### Work instructions:
Rewrite the records below from the first line through the line that contains "x=244, y=526", replacing every "faucet" with "tap" and leaving everything else unchanged.

(Entries from a pointing dataset)

## START

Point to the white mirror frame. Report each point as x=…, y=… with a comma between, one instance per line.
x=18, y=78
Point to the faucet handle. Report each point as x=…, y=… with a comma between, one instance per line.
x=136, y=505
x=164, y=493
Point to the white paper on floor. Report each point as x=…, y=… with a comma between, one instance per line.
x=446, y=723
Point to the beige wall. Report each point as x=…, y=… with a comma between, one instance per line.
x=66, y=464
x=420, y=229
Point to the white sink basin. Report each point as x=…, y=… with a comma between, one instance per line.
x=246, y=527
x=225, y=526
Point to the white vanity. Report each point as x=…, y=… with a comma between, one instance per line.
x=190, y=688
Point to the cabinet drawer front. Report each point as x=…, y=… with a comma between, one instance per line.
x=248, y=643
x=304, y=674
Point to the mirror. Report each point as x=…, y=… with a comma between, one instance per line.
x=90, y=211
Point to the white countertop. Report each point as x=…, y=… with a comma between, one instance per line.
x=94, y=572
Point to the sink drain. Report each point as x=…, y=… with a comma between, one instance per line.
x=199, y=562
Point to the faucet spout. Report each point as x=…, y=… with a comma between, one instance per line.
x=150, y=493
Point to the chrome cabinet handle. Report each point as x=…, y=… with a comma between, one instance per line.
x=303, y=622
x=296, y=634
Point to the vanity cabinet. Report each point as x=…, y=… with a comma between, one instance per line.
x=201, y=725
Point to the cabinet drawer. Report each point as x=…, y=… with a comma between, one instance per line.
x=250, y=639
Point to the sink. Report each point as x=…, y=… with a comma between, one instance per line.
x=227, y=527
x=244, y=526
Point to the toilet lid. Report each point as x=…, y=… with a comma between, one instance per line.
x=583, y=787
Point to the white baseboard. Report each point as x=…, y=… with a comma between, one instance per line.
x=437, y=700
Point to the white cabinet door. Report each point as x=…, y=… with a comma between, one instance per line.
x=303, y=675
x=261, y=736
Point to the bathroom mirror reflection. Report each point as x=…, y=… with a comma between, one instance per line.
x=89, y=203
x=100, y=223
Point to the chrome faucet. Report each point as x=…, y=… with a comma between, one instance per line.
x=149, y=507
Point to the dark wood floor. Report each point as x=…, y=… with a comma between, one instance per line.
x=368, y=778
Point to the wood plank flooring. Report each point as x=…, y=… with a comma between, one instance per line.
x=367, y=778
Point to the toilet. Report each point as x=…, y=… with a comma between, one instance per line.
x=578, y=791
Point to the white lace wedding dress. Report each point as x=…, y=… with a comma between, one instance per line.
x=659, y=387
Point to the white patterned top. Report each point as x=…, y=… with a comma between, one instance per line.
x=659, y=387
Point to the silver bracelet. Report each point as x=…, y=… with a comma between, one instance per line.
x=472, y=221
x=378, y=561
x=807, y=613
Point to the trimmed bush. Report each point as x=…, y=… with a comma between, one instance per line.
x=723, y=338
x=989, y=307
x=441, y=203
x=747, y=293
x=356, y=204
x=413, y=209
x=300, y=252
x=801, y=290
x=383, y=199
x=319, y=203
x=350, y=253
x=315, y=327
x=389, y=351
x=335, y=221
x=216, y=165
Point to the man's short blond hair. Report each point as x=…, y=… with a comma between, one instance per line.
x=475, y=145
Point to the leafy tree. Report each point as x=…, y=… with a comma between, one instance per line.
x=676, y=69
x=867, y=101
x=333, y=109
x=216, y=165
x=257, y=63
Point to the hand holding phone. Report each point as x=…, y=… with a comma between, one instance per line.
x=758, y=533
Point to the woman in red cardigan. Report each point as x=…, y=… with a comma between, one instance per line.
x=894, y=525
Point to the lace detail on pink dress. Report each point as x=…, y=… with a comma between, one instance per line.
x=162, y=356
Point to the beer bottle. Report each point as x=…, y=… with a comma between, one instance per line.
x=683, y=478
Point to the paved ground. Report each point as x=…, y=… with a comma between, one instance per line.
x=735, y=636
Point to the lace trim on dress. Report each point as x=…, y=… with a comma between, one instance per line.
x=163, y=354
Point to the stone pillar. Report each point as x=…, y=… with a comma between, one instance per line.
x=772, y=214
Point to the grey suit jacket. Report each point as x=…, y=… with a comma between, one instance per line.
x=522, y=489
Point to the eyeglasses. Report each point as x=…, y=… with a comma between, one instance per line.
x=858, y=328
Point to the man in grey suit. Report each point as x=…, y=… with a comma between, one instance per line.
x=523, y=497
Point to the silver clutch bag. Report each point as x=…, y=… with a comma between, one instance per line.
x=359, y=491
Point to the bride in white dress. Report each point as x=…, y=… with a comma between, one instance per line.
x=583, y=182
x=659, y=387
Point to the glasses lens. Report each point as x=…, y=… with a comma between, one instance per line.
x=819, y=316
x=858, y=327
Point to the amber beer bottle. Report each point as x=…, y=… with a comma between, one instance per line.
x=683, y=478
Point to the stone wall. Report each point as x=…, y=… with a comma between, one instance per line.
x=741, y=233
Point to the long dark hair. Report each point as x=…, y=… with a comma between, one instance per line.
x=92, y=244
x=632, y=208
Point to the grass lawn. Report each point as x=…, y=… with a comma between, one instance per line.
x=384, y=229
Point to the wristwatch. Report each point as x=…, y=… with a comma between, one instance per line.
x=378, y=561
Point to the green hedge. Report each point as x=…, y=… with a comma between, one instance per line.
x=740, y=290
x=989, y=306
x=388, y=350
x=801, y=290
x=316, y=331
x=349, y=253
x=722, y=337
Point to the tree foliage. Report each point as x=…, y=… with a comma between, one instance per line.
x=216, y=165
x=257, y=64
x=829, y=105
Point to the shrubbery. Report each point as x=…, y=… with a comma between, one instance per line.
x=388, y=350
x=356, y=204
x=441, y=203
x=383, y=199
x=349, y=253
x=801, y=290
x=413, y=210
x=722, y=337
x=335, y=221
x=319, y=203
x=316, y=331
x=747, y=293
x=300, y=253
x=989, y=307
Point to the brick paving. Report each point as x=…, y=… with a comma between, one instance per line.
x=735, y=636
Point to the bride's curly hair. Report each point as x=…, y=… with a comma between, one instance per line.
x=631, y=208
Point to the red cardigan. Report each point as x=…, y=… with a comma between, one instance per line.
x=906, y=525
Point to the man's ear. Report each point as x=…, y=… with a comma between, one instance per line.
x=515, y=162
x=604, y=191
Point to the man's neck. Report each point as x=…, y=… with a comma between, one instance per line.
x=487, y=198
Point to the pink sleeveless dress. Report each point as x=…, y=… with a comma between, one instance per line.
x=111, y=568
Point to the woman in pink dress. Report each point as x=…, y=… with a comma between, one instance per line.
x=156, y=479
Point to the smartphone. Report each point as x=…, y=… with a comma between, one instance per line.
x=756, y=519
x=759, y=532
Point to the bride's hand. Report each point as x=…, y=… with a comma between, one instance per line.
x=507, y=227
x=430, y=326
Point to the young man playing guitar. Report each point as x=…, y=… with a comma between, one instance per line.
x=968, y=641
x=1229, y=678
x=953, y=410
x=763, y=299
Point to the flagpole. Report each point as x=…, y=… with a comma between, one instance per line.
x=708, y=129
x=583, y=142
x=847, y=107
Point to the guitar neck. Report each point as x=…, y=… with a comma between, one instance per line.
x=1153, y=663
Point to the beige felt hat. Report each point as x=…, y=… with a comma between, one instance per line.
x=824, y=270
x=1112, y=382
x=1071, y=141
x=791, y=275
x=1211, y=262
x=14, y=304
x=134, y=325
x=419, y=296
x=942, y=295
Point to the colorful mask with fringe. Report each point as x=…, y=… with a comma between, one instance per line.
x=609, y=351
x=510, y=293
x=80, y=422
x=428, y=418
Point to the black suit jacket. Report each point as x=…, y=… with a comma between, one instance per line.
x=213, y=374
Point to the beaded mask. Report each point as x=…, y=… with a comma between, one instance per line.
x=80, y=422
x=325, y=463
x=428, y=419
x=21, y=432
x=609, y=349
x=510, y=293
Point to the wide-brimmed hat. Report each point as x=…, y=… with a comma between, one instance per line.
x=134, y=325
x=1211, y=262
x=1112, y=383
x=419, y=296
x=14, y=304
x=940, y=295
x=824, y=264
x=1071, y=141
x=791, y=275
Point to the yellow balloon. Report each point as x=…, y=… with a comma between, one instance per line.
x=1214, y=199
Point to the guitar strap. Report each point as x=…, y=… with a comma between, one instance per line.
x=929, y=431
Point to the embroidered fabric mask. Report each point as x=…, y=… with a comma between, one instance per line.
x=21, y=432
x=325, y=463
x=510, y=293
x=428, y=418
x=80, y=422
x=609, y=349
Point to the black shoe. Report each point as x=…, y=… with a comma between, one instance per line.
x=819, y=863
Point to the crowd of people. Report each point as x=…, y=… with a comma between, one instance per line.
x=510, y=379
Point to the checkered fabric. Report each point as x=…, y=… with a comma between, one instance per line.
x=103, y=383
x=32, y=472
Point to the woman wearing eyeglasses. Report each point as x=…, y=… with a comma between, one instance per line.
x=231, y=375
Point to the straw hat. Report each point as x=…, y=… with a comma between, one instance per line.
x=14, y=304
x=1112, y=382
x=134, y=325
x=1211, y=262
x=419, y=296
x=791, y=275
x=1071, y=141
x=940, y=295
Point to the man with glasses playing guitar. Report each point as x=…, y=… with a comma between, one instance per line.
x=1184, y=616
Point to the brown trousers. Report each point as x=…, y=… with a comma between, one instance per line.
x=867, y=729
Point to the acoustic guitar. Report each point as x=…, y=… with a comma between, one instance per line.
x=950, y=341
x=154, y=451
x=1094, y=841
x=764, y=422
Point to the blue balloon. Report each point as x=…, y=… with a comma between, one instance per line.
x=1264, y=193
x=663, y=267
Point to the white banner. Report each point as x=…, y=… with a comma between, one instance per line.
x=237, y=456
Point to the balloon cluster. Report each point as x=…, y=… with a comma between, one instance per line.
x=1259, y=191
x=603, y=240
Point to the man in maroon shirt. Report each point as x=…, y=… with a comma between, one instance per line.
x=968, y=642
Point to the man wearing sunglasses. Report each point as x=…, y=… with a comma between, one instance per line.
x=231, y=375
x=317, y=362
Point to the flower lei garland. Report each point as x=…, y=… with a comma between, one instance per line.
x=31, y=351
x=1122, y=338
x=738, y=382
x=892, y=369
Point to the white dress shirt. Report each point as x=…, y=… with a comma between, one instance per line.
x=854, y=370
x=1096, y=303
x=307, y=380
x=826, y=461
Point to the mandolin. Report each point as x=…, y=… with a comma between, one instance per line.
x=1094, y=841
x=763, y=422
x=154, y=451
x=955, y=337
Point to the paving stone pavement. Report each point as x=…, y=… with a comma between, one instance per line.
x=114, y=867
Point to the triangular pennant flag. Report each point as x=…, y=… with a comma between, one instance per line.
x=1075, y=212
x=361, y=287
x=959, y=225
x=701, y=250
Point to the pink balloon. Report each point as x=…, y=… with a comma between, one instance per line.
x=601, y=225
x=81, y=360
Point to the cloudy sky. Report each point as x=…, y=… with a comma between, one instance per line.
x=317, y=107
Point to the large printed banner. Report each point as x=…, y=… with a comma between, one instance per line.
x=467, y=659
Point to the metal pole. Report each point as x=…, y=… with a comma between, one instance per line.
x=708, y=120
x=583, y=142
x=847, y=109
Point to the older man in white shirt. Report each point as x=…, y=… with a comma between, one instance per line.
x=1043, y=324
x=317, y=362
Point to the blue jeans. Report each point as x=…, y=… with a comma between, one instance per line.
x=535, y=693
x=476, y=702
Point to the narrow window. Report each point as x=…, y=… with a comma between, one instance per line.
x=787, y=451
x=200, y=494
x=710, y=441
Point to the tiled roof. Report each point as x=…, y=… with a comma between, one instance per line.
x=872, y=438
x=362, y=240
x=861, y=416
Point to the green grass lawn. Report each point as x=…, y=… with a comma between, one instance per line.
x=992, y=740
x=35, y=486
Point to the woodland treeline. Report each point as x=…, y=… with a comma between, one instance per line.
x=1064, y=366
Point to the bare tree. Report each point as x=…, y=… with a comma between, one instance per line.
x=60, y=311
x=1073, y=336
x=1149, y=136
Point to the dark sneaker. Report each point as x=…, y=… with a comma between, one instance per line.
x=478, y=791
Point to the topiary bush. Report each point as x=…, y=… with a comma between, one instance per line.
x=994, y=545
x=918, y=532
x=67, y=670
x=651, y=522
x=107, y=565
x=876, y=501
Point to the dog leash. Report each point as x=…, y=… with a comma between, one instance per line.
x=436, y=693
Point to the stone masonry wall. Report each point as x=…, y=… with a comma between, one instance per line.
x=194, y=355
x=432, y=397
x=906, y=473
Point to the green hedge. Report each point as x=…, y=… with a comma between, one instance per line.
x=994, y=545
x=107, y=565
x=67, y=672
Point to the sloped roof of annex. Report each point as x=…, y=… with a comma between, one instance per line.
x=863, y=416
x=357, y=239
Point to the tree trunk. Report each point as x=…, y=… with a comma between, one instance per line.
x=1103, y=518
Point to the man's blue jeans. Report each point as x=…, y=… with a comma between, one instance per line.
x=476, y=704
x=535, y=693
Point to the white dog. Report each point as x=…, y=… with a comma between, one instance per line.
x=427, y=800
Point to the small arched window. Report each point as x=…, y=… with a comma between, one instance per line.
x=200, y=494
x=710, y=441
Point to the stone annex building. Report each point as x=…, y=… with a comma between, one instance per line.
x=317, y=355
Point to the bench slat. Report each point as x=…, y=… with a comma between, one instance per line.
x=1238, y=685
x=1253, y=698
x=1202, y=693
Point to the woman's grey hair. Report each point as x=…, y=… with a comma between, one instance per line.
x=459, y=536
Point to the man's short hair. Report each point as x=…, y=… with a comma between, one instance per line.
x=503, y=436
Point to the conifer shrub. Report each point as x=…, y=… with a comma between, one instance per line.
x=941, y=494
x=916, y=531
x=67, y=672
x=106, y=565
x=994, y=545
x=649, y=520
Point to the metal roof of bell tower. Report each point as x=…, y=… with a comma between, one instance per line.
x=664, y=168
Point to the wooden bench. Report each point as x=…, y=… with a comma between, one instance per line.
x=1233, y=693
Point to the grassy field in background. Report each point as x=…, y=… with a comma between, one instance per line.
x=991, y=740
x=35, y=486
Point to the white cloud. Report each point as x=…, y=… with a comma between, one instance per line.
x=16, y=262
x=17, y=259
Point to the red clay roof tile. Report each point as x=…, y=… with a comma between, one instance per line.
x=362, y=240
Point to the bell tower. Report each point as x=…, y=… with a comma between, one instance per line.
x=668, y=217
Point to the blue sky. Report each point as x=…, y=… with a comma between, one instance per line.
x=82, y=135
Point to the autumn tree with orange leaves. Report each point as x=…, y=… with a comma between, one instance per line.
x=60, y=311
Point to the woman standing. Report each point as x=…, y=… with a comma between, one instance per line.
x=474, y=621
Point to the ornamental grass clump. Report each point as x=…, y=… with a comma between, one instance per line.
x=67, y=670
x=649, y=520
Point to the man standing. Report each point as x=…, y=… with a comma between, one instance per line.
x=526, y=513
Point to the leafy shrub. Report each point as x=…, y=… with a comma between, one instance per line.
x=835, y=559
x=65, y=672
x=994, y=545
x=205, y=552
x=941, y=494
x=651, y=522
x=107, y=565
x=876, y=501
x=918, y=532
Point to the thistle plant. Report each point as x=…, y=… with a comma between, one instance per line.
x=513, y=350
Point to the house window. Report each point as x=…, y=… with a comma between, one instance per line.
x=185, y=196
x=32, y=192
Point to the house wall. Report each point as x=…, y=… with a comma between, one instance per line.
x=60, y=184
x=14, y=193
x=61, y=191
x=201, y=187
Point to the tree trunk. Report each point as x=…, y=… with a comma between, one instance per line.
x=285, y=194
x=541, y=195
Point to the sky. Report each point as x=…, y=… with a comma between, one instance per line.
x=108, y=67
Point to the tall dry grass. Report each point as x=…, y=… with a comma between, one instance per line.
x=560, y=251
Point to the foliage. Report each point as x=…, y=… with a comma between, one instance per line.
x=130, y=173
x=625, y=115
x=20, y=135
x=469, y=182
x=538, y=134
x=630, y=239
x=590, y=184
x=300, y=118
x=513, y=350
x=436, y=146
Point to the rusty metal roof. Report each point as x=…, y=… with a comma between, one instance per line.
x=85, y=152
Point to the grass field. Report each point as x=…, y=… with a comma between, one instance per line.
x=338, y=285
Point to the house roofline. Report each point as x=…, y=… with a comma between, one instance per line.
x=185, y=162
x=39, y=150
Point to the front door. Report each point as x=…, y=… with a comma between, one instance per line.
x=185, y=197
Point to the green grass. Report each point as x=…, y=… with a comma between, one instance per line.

## END

### Final answer:
Point to the white mirror frame. Report each point as x=…, y=… with a comma between, one instance per line.
x=18, y=78
Point to the tap handle. Report each point as x=…, y=… with a comma between, one instance per line.
x=136, y=505
x=164, y=493
Point to the white paper on floor. Report each point as x=…, y=… with a comma between, one instance per line.
x=446, y=723
Point to the beige wall. Report each point as x=…, y=… with a comma between, one instance per line.
x=66, y=464
x=420, y=229
Point to the white sink basin. Report each point as x=…, y=… with a comma between, one instance per line.
x=246, y=527
x=225, y=526
Point to the white vanity. Report each point as x=…, y=… with a comma between, one instance per line.
x=190, y=688
Point to the cabinet drawer front. Report each point as x=…, y=… with a comma between, one instance per line.
x=248, y=643
x=304, y=674
Point to the mirror. Report each point as x=…, y=… with a comma between, one instance per line.
x=90, y=211
Point to the white countertop. Report each point as x=…, y=… with a comma between, one instance per line.
x=94, y=572
Point to the sink drain. Report each point as x=…, y=… with a comma between, one instance per line.
x=199, y=562
Point to the tap spout. Report each point as x=…, y=… with a comma between, one instance per line.
x=150, y=493
Point to the chrome cabinet handle. Report each point as x=…, y=… with a comma between, one instance per line.
x=303, y=622
x=296, y=634
Point to the vanity cabinet. Report each point as x=…, y=… with a comma between, one instance per line.
x=201, y=725
Point to the cabinet drawer. Report each point as x=…, y=… with a comma between, one instance per line.
x=250, y=639
Point to the sink. Report each point as x=…, y=… with a comma between, one instance per line.
x=227, y=527
x=244, y=526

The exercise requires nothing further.